▶ [Consigne] Recopiez à l'identique le passage de l'extrait ci-dessous sur les contrôles du bio, en commençant aux mots « Privilège du bio, les » et en vous arrêtant après « aux traitements antiparasitaires. ».

Au fait, comment ça marche, les contrôles du bio en France ? Neuf organismes certificateurs sont chargés de repérer les tricheurs parmi les 22 500 producteurs et 7 400 transformateurs qui arborent le fameux logo « AB ». Ces gendarmes du bio épluchent les dossiers de candidature et renouvellent, ou pas, les licences octroyées pour un an. On compterait chaque année une petite centaine de suspensions ou de retraits de licence. Dans sa chasse aux filous, la Répression des fraudes intervient en deuxième ligue, sur les étals. Ou plutôt sur le papier, parce qu’elle n’a pas les troupes suffisantes pour veiller au grain. D’ailleurs, quand on demande le nombre et le résultat des contrôles à la chef de cabinet du patron, responsable de la com’, c’est silence radio.
Mais, qu’on ne s’y trompe pas, la vraie menace qui pèse sur le bio, ce n’est pas la fraude mais une entourloupe parfaitement légale, et même encouragée par l’Europe : le bio « industriel ». Un oxymore inventé par de puissantes coopératives agricoles liées aux géants de l’agroalimentaire.
Une nouvelle réglementation, pondue par Bruxelles, a rendu possible cette dérive. Quand vous achetez votre poulet bio, vous n’imaginez pas un instant qu’il ait pu être élevé dans un poulailler de 25 600 places. C’est pourtant ce qu’autorise, depuis 2009, le logo « AB » revu par la Commission européenne. Et, du côté des pondeuses bio, il n’existe aucune limite de taille pour les ateliers.
Privilège du bio, les poulets profitent toutefois, dès leur âge adulte, d’un parcours extérieur où ils peuvent s’ébattre en journée sur… 40 cm2 chacun. Mais la promiscuité leur tape sur les nerfs, et ils sont souvent « ébecqués » pour ne pas s’étriper. Enfin, le poulet bio a désormais droit, une fois par an, à des antibiotiques et, sans aucune limite, aux traitements antiparasitaires.

▶ [Données recueillies]
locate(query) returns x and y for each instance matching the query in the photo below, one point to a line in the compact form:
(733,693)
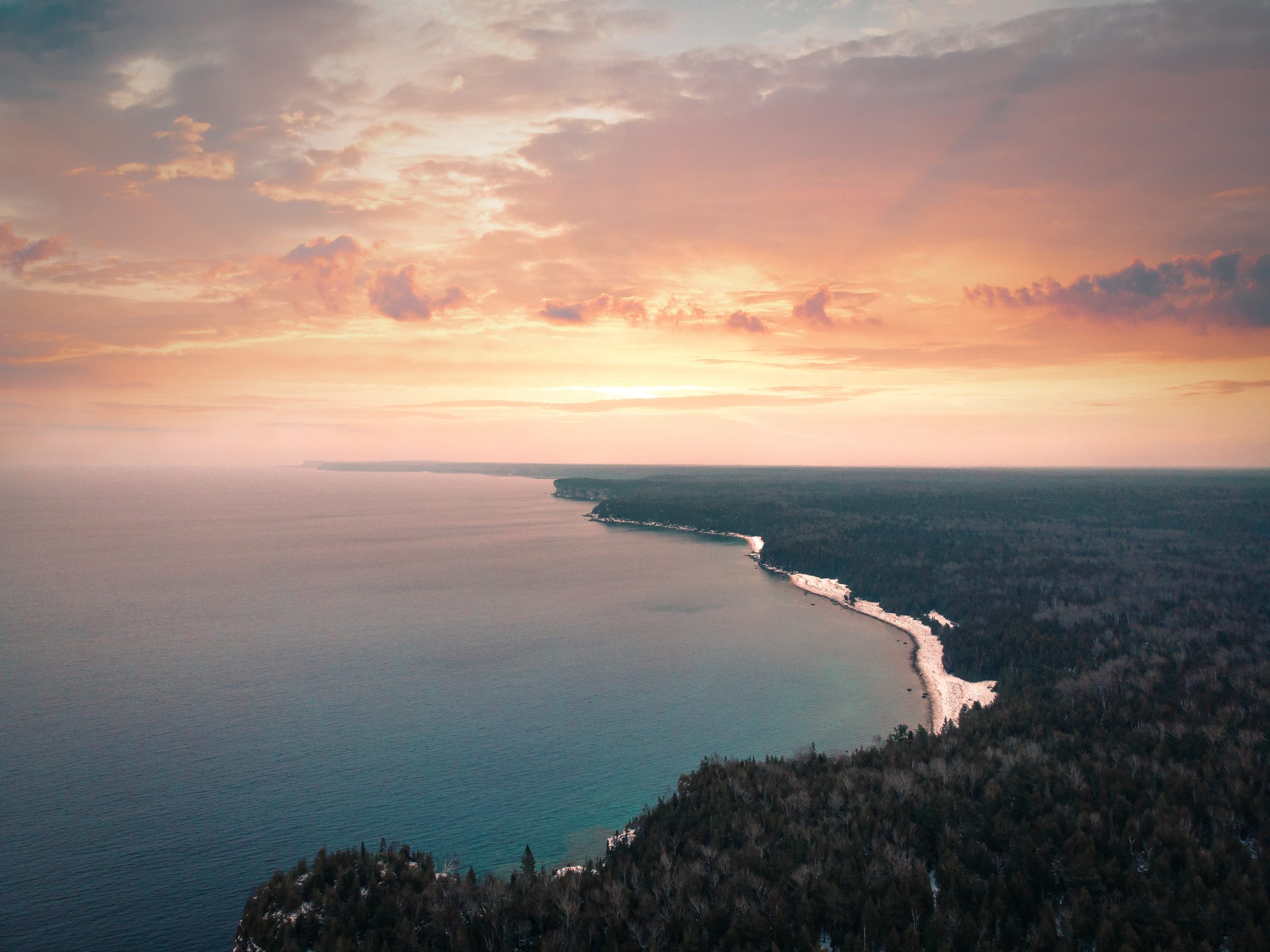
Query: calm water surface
(209,674)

▶ [Réponse attendue]
Privilège du bio, les poulets profitent toutefois, dès leur âge adulte, d’un parcours extérieur où ils peuvent s’ébattre en journée sur… 40 cm2 chacun. Mais la promiscuité leur tape sur les nerfs, et ils sont souvent « ébecqués » pour ne pas s’étriper. Enfin, le poulet bio a désormais droit, une fois par an, à des antibiotiques et, sans aucune limite, aux traitements antiparasitaires.